Excerpted passage:
** start **

This is another entry in my fairy tale series. Each entry attempts to analyze one archetypal element of myths legends and fairy tales in a short introductory essay followed by an original fairy tale utilizing some of the elements that have just been discussed. This time we’re going to look at what happens when you leave the road!
The Road and the Journey
Roads go ever ever on,
Over rock and under tree,
By caves where never sun has shone,
By streams that never find the sea;
Over snow by winter sown,
And through the merry flowers of June,
Over grass and over stone,
And under mountains in the moon.
Roads go ever ever on
Under cloud and under star,
Yet feet that wandering have gone
Turn at last to home afar.
Eyes that fire and sword have seen
And horror in the halls of stone
Look at last on meadows green
And trees and hills they long have known.
J.R.R. Tolkien – The Hobbit
While at first glance, a road seems to merely provide a method of traveling between two locations. But the roads found in myths legends and fairy tales serve a far deeper purpose. They are often the backbone of the narrative with every point along their path full of potential for adventure. Whether a man made highway, a swiftly flowing river or a rarely trodden animal path, many archetypical stories depend on roads to guide their heroes on their journey.
The road could be known to all and often traveled, or a path only the chosen few are able to take. In Tolkien’s middle earth, this distinction can be seen by comparing the often used east road that guides adventurers through the wilderness to “the straight way” that only the elves can take as they journey beyond the world to the mythical Valinor.
Roads are useful to provide narrative focus. Without a road to guide our hero on their way, they are doomed to wander for years like Odysseus as he searched for the way to return home. Adventure will come to the traveler be it Highwaymen, natural obstacles, or merely reaching their destination and the conclusion to their story.
This is not to say all our heroes must stay on the road either. Often, great riches (and greater danger) await those who leave their path. In The Hobbit, the times Bilbo and his companions leave their trail expose them to the most dire threats of their journey, be it troll, goblin or spider. And yet in the familiar tale of the Bremen Town Musicians, the choice to leave the road to Bremen leads the animals to find comfort and happiness, an outcome that most assuredly would not have awaited them had they reached the end of their intended journey.
At the end of a journey, a road also provides a way back, this time with new insight (assuming they have received their figurative “elixir” upon the completion of their journey). Encounters that once filled our hero with fright can now be easily overcome by following the same road. Its trials conquered, its guardians defeated, the road is now merely a way home.
The Poppet and the Pauper
Once, long ago, there was a little girl who lived with her parents at the rim of a great valley. It was a prosperous land, with many terraced farms upon its slopes, and a bustling town at its center. The child was small for her size, and everyone she knew called her Poppet. “You are but a Poppet!” they would say as they laughingly tussled her hair.

** end **

Dataset rows:
** start **

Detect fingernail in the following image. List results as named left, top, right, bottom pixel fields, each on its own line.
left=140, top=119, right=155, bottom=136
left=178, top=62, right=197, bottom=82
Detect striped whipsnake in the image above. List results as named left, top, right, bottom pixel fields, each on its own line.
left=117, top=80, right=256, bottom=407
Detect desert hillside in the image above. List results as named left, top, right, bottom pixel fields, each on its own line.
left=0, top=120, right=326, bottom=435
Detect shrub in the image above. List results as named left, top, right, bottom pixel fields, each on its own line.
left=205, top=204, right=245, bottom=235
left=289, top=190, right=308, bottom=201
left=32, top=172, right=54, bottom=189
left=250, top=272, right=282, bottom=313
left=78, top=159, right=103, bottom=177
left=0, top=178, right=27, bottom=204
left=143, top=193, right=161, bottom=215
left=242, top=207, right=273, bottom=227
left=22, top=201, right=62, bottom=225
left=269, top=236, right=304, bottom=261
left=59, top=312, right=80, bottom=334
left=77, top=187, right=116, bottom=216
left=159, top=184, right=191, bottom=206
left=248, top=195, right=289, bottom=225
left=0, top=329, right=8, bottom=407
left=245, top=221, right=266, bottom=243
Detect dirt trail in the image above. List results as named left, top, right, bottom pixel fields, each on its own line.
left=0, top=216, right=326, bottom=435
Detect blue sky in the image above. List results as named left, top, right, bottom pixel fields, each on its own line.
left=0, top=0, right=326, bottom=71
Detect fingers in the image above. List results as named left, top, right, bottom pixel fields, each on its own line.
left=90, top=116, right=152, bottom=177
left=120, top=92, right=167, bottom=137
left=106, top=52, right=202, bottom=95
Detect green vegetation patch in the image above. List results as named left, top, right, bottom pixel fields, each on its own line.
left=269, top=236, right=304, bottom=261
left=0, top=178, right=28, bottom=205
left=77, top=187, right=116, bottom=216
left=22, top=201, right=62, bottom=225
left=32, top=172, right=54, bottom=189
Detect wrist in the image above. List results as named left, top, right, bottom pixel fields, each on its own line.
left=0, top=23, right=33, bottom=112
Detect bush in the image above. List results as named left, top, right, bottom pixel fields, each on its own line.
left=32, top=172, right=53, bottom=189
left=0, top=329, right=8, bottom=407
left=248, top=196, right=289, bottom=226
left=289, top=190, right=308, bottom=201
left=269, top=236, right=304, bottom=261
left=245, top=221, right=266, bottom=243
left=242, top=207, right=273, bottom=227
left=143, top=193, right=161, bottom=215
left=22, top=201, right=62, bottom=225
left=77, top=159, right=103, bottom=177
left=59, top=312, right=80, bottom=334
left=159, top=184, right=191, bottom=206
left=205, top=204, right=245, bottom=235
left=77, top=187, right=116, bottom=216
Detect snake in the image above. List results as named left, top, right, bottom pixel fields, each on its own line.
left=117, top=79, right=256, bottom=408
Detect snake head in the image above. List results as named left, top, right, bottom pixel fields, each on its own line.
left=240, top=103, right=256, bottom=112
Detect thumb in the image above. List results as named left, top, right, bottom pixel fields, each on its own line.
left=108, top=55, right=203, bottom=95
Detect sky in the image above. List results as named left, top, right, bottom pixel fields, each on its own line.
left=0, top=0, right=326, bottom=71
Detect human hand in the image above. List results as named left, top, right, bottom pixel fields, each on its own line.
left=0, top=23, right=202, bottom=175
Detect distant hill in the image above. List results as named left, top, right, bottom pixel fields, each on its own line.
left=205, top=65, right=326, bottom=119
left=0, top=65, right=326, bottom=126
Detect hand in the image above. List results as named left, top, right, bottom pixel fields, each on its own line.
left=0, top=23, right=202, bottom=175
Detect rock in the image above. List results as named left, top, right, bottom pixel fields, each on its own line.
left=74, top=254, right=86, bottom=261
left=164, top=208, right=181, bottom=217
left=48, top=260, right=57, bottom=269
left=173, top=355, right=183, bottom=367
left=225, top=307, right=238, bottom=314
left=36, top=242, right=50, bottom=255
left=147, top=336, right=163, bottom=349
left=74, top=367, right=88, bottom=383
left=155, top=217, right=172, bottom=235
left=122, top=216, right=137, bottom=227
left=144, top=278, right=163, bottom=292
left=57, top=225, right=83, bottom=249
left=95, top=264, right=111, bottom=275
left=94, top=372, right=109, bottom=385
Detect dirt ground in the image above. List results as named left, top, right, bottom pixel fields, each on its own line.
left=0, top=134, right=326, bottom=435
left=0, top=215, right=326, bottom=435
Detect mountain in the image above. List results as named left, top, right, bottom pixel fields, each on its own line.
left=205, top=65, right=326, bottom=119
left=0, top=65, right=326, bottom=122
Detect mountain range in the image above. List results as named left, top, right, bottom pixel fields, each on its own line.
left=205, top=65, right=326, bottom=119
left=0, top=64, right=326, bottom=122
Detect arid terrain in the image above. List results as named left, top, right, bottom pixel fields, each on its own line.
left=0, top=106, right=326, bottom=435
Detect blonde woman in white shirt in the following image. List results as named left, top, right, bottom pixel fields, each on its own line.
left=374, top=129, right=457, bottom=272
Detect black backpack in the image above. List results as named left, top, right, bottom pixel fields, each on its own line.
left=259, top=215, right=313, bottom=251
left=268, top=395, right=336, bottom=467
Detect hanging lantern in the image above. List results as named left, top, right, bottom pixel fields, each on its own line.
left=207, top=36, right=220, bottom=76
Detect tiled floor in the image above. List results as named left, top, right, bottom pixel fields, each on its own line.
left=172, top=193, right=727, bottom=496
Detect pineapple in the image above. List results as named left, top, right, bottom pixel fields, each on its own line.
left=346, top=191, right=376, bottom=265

** end **
** start **

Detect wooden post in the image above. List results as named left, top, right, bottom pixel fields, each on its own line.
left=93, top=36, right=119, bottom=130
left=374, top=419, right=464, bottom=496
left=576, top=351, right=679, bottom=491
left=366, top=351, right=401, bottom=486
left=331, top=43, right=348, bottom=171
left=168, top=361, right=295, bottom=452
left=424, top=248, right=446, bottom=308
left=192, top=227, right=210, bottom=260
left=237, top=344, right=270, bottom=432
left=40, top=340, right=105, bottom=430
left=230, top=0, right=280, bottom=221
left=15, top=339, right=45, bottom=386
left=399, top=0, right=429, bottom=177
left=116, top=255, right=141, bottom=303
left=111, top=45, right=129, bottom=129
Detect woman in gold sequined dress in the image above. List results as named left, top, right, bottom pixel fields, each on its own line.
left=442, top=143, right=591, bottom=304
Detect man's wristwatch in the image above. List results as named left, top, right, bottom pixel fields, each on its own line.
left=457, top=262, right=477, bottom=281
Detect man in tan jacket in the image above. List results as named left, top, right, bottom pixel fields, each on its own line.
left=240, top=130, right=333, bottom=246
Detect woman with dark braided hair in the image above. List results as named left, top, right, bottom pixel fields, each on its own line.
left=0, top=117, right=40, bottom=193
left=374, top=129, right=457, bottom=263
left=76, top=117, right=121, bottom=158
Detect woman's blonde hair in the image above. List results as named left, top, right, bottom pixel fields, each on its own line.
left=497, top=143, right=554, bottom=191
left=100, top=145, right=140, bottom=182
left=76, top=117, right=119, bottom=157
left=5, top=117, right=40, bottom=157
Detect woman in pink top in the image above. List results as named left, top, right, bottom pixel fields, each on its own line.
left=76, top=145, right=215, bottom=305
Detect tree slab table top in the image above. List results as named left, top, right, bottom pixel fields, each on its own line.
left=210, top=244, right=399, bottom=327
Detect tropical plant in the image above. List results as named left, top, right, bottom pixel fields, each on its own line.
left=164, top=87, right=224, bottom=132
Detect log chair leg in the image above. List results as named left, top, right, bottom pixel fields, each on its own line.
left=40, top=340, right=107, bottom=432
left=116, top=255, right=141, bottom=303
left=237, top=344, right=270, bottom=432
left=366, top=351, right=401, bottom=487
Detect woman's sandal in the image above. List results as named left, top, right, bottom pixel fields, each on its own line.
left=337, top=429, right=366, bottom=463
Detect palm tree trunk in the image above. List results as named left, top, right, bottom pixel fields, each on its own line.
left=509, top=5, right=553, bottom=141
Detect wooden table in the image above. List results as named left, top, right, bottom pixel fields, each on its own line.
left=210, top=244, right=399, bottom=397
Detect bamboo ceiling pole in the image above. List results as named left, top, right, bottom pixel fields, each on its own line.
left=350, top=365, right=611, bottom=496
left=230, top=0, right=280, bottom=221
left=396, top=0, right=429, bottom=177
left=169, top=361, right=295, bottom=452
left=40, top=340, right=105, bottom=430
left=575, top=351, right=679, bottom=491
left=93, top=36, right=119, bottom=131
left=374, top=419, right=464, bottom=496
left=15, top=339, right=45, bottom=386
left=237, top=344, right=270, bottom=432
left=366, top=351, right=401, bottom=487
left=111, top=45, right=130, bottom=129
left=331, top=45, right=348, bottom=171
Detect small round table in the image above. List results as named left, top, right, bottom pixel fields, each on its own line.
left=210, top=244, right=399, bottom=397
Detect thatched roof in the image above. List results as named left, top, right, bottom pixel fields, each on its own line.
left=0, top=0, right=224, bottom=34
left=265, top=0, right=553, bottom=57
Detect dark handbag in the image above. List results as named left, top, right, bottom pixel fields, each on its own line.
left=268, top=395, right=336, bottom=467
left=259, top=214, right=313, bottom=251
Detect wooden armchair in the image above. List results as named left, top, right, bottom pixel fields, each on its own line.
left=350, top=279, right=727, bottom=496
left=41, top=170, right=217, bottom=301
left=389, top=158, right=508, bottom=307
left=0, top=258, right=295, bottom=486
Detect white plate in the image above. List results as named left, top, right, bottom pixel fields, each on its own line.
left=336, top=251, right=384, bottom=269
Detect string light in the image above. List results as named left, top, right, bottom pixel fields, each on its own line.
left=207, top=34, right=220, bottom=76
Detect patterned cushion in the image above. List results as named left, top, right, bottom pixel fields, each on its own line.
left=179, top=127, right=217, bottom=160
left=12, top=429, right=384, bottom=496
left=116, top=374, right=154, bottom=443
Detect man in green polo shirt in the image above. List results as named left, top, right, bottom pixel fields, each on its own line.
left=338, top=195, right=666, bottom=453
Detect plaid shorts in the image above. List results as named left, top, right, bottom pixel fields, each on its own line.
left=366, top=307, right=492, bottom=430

** end **
** start **

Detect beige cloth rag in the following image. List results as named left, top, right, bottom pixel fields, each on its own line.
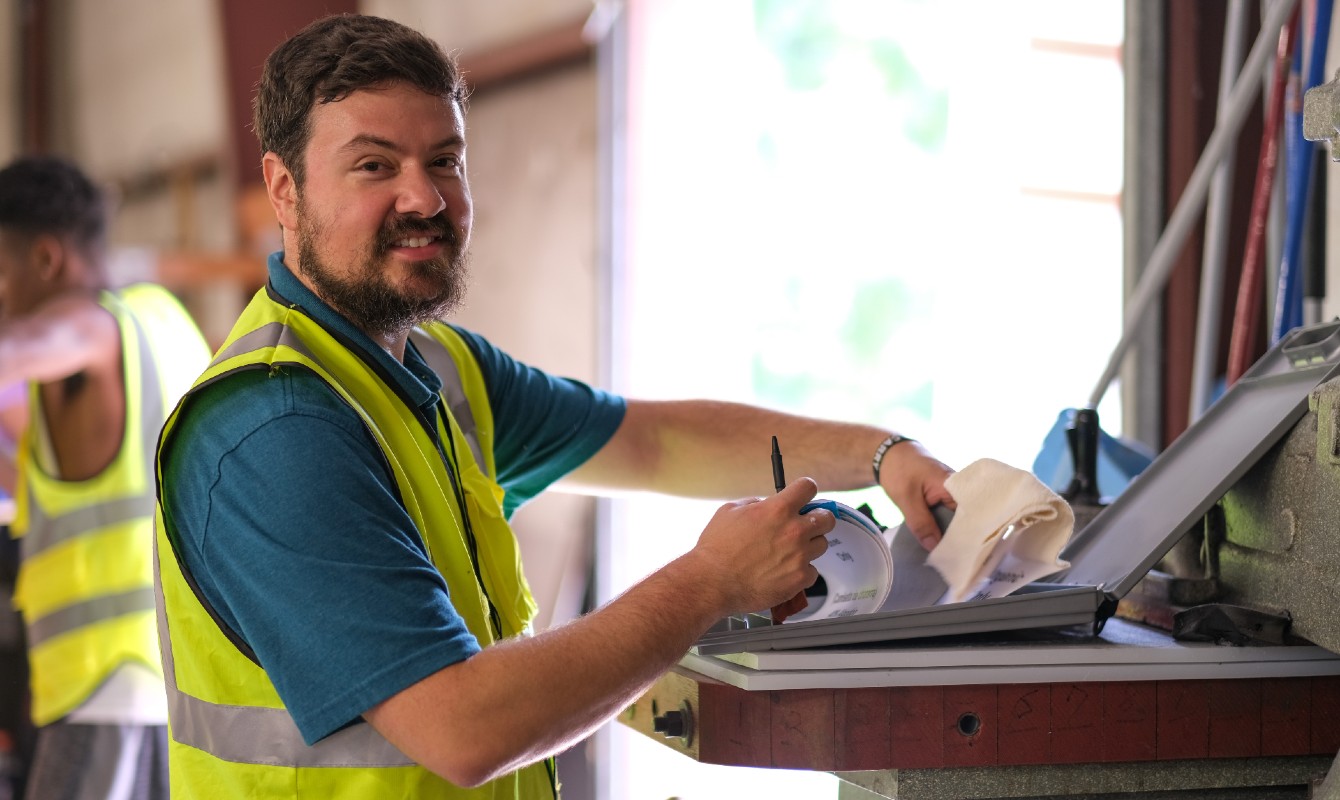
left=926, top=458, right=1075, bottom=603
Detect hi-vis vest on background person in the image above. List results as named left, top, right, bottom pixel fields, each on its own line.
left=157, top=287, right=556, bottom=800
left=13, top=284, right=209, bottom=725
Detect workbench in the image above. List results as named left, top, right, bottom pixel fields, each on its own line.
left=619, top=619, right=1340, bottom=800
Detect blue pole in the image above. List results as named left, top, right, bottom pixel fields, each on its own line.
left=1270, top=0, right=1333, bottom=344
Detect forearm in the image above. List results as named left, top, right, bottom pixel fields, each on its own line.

** end **

The exercise:
Please quote the essay on roads in fairy tales word for word, starting at the words containing "At the end of" and ending with "a way home.". Work only from the essay on roads in fairy tales, not from the lines.

Output for this exercise:
At the end of a journey, a road also provides a way back, this time with new insight (assuming they have received their figurative “elixir” upon the completion of their journey). Encounters that once filled our hero with fright can now be easily overcome by following the same road. Its trials conquered, its guardians defeated, the road is now merely a way home.